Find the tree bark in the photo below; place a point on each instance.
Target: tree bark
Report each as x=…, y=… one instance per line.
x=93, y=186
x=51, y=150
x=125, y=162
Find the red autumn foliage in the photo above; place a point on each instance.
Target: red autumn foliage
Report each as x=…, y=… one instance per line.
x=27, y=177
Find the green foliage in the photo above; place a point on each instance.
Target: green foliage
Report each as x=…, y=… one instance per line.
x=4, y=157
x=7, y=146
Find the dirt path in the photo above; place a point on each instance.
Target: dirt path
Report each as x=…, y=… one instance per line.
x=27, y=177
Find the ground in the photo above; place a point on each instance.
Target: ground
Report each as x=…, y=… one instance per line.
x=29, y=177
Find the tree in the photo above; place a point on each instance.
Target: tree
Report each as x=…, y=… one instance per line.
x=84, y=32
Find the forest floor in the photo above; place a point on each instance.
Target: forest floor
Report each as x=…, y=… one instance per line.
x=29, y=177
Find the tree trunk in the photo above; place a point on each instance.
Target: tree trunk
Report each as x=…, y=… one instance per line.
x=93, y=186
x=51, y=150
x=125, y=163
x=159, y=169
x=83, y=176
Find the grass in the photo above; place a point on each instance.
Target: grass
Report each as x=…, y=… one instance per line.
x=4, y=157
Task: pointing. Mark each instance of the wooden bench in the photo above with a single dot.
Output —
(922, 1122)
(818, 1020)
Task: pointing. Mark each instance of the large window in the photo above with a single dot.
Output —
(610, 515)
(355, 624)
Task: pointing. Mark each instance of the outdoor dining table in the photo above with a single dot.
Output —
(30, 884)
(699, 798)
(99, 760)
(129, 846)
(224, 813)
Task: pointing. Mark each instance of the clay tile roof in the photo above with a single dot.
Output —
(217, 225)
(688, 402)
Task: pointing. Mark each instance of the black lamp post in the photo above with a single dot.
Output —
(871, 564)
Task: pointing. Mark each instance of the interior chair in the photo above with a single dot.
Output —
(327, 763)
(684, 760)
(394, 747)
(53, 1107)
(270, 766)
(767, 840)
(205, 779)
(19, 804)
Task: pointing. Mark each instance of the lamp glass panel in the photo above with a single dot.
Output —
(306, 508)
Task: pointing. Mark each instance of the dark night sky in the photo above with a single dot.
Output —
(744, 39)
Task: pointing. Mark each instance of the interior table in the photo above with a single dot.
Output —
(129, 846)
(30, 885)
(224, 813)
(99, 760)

> **Problem requirements**: Every line above that includes the word "table" must appear in the answer.

> **Result of this task**:
Task: pointing. Mark each instance of the outdoor dining table in the photo above with a single dot.
Task: pointing. Mark each instance of the interior table in the photo above with a single dot.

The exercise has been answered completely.